## The request
Exactly and only the lines from the one containing "Where can you see the short" through the close of the entries below are to be set down.

## Dataset records
----

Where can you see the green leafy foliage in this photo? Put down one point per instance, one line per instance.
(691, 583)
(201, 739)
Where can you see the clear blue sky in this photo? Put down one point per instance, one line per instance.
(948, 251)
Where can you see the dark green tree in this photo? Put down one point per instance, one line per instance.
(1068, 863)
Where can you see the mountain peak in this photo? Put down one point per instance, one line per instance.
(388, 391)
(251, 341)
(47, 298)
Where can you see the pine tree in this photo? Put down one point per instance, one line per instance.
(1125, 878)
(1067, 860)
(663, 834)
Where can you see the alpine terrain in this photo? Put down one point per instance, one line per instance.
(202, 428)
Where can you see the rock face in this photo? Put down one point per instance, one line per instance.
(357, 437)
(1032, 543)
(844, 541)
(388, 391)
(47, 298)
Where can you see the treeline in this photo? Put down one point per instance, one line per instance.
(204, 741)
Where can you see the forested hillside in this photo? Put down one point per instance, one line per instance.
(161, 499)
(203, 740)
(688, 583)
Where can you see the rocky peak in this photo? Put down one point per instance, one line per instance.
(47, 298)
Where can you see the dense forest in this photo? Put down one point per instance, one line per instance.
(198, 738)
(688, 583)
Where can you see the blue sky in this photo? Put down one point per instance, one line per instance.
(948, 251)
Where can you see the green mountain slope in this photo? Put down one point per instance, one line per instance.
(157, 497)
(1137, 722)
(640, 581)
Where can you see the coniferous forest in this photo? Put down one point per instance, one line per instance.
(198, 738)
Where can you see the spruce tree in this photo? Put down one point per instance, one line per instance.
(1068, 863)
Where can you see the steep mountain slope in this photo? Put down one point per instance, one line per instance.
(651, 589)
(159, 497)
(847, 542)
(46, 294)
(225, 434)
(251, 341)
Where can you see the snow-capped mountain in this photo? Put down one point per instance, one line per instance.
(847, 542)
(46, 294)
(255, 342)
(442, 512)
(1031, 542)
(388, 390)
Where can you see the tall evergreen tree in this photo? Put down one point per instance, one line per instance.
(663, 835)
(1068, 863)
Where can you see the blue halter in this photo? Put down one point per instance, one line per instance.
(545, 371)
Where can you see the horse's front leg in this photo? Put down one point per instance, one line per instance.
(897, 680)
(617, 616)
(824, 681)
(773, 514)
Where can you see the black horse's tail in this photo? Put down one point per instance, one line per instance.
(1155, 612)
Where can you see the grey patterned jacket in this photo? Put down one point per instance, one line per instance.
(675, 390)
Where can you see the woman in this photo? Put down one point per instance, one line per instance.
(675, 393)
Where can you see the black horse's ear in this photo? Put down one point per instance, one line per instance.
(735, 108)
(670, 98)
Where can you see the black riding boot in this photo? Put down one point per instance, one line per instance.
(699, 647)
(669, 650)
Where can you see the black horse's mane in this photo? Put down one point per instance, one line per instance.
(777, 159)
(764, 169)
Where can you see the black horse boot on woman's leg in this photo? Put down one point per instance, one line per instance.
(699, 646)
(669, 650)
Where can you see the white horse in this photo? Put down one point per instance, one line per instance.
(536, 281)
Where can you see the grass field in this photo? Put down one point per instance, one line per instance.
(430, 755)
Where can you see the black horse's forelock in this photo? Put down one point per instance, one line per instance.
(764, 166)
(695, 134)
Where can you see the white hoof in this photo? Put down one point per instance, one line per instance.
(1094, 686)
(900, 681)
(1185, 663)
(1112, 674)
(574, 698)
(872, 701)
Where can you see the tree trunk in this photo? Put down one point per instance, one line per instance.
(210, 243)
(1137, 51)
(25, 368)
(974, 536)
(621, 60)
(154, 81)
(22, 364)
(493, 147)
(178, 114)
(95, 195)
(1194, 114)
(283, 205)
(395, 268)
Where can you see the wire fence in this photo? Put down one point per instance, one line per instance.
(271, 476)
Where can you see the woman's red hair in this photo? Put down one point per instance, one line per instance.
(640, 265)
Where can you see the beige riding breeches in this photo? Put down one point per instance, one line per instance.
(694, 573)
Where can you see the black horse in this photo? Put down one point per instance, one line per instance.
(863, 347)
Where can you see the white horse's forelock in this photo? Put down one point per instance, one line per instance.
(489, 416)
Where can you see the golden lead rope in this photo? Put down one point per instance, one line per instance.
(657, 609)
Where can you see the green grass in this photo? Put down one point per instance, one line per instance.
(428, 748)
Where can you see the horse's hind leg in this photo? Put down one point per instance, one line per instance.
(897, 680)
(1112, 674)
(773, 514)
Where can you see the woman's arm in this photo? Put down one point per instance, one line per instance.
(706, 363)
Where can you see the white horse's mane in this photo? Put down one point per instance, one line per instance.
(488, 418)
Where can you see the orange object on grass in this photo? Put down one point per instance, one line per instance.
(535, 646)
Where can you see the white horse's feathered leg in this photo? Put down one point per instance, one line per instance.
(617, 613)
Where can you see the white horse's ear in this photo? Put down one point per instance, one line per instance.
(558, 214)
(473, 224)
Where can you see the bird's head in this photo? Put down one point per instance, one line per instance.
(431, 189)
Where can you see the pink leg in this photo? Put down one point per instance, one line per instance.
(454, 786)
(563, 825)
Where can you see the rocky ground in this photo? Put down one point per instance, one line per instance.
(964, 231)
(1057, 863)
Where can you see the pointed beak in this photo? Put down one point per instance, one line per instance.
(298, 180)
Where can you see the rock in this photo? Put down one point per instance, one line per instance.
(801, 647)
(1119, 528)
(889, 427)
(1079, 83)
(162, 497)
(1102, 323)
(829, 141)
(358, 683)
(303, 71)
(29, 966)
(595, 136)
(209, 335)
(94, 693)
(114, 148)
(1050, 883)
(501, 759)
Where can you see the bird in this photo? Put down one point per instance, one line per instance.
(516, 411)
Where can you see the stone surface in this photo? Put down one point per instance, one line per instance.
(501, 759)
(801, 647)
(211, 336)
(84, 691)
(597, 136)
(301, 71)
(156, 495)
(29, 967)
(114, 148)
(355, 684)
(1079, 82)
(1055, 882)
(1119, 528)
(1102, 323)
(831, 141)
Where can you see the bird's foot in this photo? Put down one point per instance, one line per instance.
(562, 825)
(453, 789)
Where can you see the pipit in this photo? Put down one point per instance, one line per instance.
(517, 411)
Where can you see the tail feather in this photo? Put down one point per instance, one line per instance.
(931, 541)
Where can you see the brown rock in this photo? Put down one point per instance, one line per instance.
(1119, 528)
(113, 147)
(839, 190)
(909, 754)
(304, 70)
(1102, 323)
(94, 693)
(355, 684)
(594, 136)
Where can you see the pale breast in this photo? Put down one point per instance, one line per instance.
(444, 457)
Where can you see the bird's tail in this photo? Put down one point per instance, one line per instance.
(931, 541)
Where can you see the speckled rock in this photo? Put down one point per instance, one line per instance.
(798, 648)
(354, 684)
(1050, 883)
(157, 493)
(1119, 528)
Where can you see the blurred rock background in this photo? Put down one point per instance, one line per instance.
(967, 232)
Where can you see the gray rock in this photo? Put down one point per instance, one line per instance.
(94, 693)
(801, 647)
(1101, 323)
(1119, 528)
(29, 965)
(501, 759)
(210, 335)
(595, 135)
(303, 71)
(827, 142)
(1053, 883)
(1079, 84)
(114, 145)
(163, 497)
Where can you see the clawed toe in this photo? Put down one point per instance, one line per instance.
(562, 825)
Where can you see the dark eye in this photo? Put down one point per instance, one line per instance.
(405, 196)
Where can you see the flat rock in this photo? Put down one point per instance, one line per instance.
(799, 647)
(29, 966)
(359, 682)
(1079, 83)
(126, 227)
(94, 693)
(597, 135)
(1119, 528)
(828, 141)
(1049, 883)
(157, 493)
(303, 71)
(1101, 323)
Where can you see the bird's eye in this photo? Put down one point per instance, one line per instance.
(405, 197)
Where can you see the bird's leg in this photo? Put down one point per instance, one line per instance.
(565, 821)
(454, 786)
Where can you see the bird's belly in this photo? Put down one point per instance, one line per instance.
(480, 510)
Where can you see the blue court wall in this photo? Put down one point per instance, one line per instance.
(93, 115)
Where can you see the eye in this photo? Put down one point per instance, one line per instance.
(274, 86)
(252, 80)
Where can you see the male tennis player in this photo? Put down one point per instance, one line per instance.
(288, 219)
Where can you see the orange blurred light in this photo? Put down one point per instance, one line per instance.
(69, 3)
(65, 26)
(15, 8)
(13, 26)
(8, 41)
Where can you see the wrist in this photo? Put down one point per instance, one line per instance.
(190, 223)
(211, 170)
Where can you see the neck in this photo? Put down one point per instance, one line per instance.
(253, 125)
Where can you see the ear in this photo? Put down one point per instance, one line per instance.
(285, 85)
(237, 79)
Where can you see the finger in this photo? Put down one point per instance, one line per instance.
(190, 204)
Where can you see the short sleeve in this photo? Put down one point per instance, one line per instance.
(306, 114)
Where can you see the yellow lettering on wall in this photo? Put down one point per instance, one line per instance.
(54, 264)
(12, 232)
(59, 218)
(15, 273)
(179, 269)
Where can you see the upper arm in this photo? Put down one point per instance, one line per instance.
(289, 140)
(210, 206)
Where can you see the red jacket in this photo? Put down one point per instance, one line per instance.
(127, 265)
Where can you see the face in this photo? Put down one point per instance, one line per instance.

----

## Problem solution
Where can you see the short sleeve in this photo? Put down one point per instance, one line per instance.
(306, 114)
Where can you see the yellow lettering on wall in this photo? Put down one point per instance, one line per instance.
(54, 264)
(12, 232)
(59, 218)
(15, 273)
(179, 269)
Where can you see the upper arm in this photo? Put down one point per instance, one line per instance.
(289, 140)
(210, 206)
Where can you see the red jacket in this photo? Put down one point per instance, one line per instance.
(127, 265)
Where can you see the face in this photo? Put down one point per instance, one line per instance.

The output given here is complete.